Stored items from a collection

%%

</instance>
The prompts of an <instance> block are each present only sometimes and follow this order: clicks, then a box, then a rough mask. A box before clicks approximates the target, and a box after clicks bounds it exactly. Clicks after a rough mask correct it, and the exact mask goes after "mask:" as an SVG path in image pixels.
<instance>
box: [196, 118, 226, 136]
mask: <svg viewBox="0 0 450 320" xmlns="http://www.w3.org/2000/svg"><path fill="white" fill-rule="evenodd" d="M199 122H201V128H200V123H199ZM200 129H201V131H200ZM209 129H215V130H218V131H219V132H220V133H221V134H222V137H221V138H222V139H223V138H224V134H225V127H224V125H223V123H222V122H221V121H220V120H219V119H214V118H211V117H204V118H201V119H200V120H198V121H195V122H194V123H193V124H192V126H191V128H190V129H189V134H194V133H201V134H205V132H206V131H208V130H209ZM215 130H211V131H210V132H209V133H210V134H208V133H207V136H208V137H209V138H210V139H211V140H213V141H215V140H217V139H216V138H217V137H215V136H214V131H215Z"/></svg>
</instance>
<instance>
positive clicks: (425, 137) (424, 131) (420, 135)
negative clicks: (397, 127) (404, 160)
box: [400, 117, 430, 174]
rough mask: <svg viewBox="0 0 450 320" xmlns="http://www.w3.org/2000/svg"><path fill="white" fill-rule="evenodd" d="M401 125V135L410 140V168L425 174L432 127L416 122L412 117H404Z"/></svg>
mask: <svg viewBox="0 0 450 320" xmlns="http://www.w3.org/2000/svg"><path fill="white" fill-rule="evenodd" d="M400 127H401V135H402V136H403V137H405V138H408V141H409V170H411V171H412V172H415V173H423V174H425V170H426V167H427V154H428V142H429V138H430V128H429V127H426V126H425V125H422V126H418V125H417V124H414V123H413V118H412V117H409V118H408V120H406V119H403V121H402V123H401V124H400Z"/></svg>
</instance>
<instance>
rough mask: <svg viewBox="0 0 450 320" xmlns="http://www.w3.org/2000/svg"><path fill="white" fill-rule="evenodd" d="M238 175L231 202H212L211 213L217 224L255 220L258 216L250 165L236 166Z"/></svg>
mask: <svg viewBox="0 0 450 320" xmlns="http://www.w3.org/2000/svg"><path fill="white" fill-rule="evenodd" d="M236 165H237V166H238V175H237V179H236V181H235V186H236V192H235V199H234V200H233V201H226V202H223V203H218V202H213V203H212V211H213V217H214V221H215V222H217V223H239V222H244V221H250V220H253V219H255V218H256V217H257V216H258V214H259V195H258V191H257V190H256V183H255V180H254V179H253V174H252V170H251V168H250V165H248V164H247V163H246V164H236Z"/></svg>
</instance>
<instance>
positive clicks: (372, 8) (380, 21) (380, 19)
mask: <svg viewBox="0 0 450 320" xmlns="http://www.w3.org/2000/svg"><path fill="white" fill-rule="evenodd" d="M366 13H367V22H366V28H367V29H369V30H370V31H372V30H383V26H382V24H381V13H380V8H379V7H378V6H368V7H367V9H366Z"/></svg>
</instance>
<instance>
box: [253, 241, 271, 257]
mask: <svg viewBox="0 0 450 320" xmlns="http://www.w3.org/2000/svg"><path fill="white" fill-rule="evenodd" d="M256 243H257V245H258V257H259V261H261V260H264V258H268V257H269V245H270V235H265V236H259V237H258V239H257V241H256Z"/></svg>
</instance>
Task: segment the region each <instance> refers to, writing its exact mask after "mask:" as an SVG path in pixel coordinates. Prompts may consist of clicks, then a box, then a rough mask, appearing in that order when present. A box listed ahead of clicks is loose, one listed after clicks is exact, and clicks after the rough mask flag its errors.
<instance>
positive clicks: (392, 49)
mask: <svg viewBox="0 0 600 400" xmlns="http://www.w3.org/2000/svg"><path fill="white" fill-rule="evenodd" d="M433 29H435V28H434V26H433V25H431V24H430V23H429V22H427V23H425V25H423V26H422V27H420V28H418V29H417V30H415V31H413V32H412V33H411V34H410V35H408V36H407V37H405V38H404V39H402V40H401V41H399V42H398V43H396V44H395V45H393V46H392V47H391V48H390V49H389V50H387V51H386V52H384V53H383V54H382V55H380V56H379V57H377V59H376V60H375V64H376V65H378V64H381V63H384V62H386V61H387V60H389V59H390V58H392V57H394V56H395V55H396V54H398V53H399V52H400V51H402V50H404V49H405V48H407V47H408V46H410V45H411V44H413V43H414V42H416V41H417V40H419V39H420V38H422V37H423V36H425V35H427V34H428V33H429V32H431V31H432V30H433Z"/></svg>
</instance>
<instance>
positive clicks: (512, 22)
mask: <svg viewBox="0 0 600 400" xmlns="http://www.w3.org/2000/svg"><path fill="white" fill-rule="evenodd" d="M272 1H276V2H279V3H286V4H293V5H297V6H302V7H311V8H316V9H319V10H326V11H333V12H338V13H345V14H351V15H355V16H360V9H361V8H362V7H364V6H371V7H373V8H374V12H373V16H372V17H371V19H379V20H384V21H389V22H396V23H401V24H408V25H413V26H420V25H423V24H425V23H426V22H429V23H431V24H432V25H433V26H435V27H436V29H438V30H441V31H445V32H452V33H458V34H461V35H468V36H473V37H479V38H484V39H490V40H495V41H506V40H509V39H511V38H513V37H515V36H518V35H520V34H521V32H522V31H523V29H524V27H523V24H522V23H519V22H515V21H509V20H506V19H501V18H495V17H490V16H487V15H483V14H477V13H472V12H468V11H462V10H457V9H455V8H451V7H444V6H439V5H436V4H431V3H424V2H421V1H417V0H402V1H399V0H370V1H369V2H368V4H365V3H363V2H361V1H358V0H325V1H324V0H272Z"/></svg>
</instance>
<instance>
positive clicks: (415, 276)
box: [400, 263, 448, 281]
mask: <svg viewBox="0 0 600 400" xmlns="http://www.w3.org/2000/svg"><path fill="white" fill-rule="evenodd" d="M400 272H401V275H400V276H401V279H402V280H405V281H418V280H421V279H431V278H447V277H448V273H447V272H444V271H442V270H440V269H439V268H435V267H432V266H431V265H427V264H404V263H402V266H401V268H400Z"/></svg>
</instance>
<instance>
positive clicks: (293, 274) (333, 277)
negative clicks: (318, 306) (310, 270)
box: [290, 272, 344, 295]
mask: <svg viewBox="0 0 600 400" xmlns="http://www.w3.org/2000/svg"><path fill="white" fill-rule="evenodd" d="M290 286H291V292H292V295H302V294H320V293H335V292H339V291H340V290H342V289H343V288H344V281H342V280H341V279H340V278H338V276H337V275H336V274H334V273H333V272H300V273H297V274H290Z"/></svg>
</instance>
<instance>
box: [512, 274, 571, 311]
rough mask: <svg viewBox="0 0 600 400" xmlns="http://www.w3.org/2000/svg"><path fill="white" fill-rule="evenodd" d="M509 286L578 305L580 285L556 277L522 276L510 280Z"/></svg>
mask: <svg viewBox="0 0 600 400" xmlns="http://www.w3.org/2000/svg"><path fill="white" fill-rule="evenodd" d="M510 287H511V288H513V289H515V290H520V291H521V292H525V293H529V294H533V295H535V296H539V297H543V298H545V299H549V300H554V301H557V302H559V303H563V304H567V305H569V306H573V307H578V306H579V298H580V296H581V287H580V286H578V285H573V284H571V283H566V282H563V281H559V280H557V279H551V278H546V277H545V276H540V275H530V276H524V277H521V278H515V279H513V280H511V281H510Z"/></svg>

%%

Repeat each of the entries exactly as written.

</instance>
The prompts of an <instance> block are each present only sometimes and follow this order: clicks, then a box, then a rough mask. A box before clicks approximates the target, and a box after clicks bounds it exactly. Clicks after a rough mask correct it, and the exact mask goes after "mask:" as an SVG path in image pixels.
<instance>
box: [196, 118, 226, 136]
mask: <svg viewBox="0 0 450 320" xmlns="http://www.w3.org/2000/svg"><path fill="white" fill-rule="evenodd" d="M199 122H201V128H200V123H199ZM200 129H201V131H200ZM209 129H215V130H218V131H219V132H220V133H221V134H222V137H221V138H222V139H223V138H224V134H225V127H224V125H223V123H222V122H221V121H220V120H219V119H214V118H211V117H204V118H201V119H200V120H198V121H195V122H194V123H193V124H192V126H191V128H190V129H189V134H194V133H201V134H205V132H206V131H208V130H209ZM215 130H211V131H210V132H209V133H210V134H208V133H207V136H208V137H209V138H210V139H211V140H213V141H215V140H217V139H216V138H217V137H215V136H214V131H215Z"/></svg>
</instance>
<instance>
positive clicks: (425, 137) (424, 131) (420, 135)
negative clicks: (397, 127) (404, 160)
box: [400, 117, 430, 174]
rough mask: <svg viewBox="0 0 450 320" xmlns="http://www.w3.org/2000/svg"><path fill="white" fill-rule="evenodd" d="M401 125V135L410 140V168L425 174L432 127L416 122L412 117H404Z"/></svg>
mask: <svg viewBox="0 0 450 320" xmlns="http://www.w3.org/2000/svg"><path fill="white" fill-rule="evenodd" d="M400 127H401V135H402V136H403V137H405V138H408V141H409V170H411V171H412V172H415V173H423V174H425V170H426V167H427V154H428V142H429V138H430V128H429V127H426V126H425V125H422V126H418V125H417V124H414V123H413V118H412V117H409V118H408V120H406V119H403V121H402V123H401V124H400Z"/></svg>
</instance>
<instance>
rough mask: <svg viewBox="0 0 450 320" xmlns="http://www.w3.org/2000/svg"><path fill="white" fill-rule="evenodd" d="M238 175L231 202H212L211 213L217 224L255 220L258 216L250 165L236 166Z"/></svg>
mask: <svg viewBox="0 0 450 320" xmlns="http://www.w3.org/2000/svg"><path fill="white" fill-rule="evenodd" d="M236 165H237V166H238V175H237V179H236V181H235V186H236V192H235V199H234V200H233V201H226V202H223V203H218V202H213V203H212V211H213V217H214V221H215V222H217V223H239V222H244V221H250V220H253V219H255V218H256V217H257V216H258V214H259V195H258V191H257V190H256V183H255V180H254V179H253V174H252V170H251V168H250V165H248V164H247V163H246V164H236Z"/></svg>
</instance>
<instance>
positive clicks: (372, 8) (380, 21) (380, 19)
mask: <svg viewBox="0 0 450 320" xmlns="http://www.w3.org/2000/svg"><path fill="white" fill-rule="evenodd" d="M366 13H367V22H366V28H367V29H369V30H370V31H372V30H383V26H382V24H381V13H380V8H379V7H378V6H368V7H367V9H366Z"/></svg>
</instance>
<instance>
box: [253, 241, 271, 257]
mask: <svg viewBox="0 0 450 320" xmlns="http://www.w3.org/2000/svg"><path fill="white" fill-rule="evenodd" d="M256 243H257V245H258V257H259V261H261V260H264V258H268V257H269V245H270V235H265V236H259V237H258V239H257V241H256Z"/></svg>
</instance>
Task: segment the region each <instance> refers to, writing its exact mask after "mask:" as an SVG path in pixel coordinates. Prompts may consist of clicks, then a box, then a rough mask, appearing in that order when present. A box listed ahead of clicks is loose, one listed after clicks is exact, and clicks after the rough mask flag its errors.
<instance>
positive clicks: (392, 49)
mask: <svg viewBox="0 0 600 400" xmlns="http://www.w3.org/2000/svg"><path fill="white" fill-rule="evenodd" d="M433 29H435V28H434V26H433V25H431V24H430V23H429V22H427V23H425V25H423V26H422V27H420V28H418V29H417V30H415V31H413V32H412V33H411V34H410V35H408V36H407V37H405V38H404V39H402V40H401V41H399V42H398V43H396V44H395V45H393V46H392V47H391V48H390V49H389V50H387V51H386V52H384V53H383V54H382V55H380V56H379V57H377V59H376V60H375V64H376V65H378V64H381V63H384V62H386V61H387V60H389V59H390V58H392V57H394V56H395V55H396V54H398V53H399V52H400V51H402V50H404V49H405V48H407V47H408V46H410V45H411V44H413V43H414V42H416V41H417V40H419V39H420V38H422V37H423V36H425V35H427V34H428V33H429V32H431V31H432V30H433Z"/></svg>
</instance>
<instance>
positive clicks: (512, 22)
mask: <svg viewBox="0 0 600 400" xmlns="http://www.w3.org/2000/svg"><path fill="white" fill-rule="evenodd" d="M272 1H276V2H279V3H286V4H293V5H297V6H302V7H311V8H316V9H319V10H326V11H333V12H338V13H345V14H351V15H355V16H360V9H361V8H362V7H364V6H371V7H373V8H374V12H373V16H372V17H371V19H379V20H384V21H389V22H396V23H401V24H408V25H413V26H420V25H423V24H425V23H426V22H429V23H431V24H432V25H433V26H435V27H436V29H438V30H441V31H445V32H452V33H458V34H461V35H468V36H473V37H479V38H484V39H490V40H495V41H506V40H509V39H511V38H513V37H515V36H518V35H520V34H521V32H522V31H523V29H524V27H523V24H522V23H519V22H515V21H509V20H506V19H501V18H495V17H490V16H487V15H483V14H477V13H472V12H468V11H462V10H457V9H455V8H451V7H444V6H439V5H436V4H431V3H424V2H421V1H417V0H402V1H399V0H370V1H369V2H368V4H365V3H363V2H361V1H358V0H325V1H324V0H272Z"/></svg>
</instance>
<instance>
positive clicks: (415, 276)
box: [400, 263, 448, 281]
mask: <svg viewBox="0 0 600 400" xmlns="http://www.w3.org/2000/svg"><path fill="white" fill-rule="evenodd" d="M400 272H401V275H400V276H401V279H402V280H405V281H418V280H421V279H431V278H447V277H448V273H447V272H444V271H442V270H440V269H439V268H435V267H432V266H431V265H427V264H404V263H402V266H401V268H400Z"/></svg>
</instance>
<instance>
positive clicks: (293, 274) (333, 277)
negative clicks: (318, 306) (310, 270)
box: [290, 272, 344, 295]
mask: <svg viewBox="0 0 600 400" xmlns="http://www.w3.org/2000/svg"><path fill="white" fill-rule="evenodd" d="M290 286H291V292H292V295H302V294H320V293H335V292H339V291H340V290H342V289H343V288H344V281H342V280H341V279H340V278H338V276H337V275H336V274H334V273H333V272H300V273H297V274H290Z"/></svg>
</instance>
<instance>
box: [512, 274, 571, 311]
rough mask: <svg viewBox="0 0 600 400" xmlns="http://www.w3.org/2000/svg"><path fill="white" fill-rule="evenodd" d="M509 286L578 305L580 285L556 277L522 276L510 280Z"/></svg>
mask: <svg viewBox="0 0 600 400" xmlns="http://www.w3.org/2000/svg"><path fill="white" fill-rule="evenodd" d="M510 287H511V288H513V289H515V290H520V291H521V292H525V293H529V294H533V295H535V296H539V297H543V298H545V299H549V300H554V301H557V302H559V303H563V304H567V305H569V306H573V307H578V306H579V298H580V296H581V287H580V286H578V285H573V284H571V283H566V282H563V281H559V280H557V279H551V278H546V277H545V276H540V275H530V276H524V277H521V278H515V279H513V280H511V281H510Z"/></svg>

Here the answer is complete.